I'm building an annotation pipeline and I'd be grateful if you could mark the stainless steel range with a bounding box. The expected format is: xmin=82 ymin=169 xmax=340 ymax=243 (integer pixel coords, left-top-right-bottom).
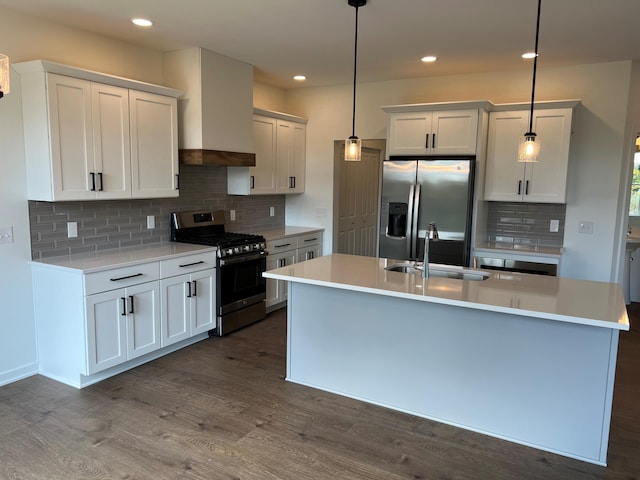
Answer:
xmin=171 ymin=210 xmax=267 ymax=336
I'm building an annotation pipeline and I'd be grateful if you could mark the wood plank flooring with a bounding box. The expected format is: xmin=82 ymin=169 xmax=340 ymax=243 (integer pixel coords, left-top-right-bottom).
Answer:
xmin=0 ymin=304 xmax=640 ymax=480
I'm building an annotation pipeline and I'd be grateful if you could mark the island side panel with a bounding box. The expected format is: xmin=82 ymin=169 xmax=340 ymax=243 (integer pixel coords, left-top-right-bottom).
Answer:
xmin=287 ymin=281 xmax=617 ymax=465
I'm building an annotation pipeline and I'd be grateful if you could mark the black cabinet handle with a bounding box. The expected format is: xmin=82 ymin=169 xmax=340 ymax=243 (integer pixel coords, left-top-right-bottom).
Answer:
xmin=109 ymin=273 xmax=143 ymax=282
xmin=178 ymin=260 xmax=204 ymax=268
|---|
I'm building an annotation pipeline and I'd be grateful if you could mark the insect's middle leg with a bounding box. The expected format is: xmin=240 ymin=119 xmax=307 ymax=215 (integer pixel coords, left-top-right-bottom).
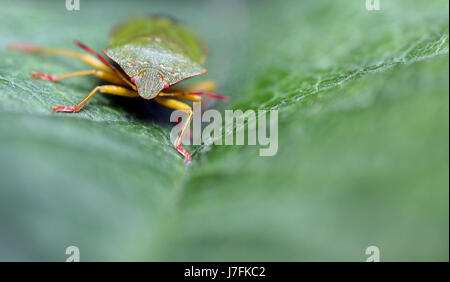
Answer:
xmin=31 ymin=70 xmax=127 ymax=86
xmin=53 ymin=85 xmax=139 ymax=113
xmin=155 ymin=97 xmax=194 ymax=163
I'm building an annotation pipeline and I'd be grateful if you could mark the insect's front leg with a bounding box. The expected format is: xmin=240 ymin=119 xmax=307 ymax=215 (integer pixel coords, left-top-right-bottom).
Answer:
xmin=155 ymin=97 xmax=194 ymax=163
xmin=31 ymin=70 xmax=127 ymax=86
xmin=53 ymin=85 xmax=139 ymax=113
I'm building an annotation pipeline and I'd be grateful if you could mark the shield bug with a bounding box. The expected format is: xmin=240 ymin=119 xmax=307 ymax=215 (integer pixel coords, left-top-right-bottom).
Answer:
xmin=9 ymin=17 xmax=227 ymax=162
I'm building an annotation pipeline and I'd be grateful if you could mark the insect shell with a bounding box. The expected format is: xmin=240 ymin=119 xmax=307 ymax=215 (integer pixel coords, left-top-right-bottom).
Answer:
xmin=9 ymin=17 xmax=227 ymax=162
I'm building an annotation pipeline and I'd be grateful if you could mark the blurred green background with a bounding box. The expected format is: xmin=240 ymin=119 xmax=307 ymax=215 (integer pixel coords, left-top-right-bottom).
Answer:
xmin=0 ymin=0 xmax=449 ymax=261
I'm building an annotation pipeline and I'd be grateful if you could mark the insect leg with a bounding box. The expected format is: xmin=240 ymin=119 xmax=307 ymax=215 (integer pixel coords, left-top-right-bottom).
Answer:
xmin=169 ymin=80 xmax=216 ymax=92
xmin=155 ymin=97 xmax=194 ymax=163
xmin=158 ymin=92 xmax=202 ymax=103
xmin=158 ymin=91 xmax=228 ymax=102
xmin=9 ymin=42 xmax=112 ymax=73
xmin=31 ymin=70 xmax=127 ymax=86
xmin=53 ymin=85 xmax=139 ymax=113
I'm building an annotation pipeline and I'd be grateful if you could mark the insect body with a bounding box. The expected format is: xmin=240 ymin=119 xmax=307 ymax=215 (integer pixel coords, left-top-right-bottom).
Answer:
|---|
課題の目的
「mark the wood」を含む行から書き始め、「xmin=0 ymin=304 xmax=640 ymax=480」を含む行まで書いたら止める。その範囲で「wood plank flooring」を「hardwood floor」に置き換え、それ以外は何も変えずに書き直す。

完全な解答
I'm building an annotation pipeline and I'd be grateful if you could mark the hardwood floor with a bounding box. The expected format is: xmin=82 ymin=169 xmax=340 ymax=243 (integer pixel coords, left-top-right-bottom).
Answer:
xmin=0 ymin=304 xmax=640 ymax=480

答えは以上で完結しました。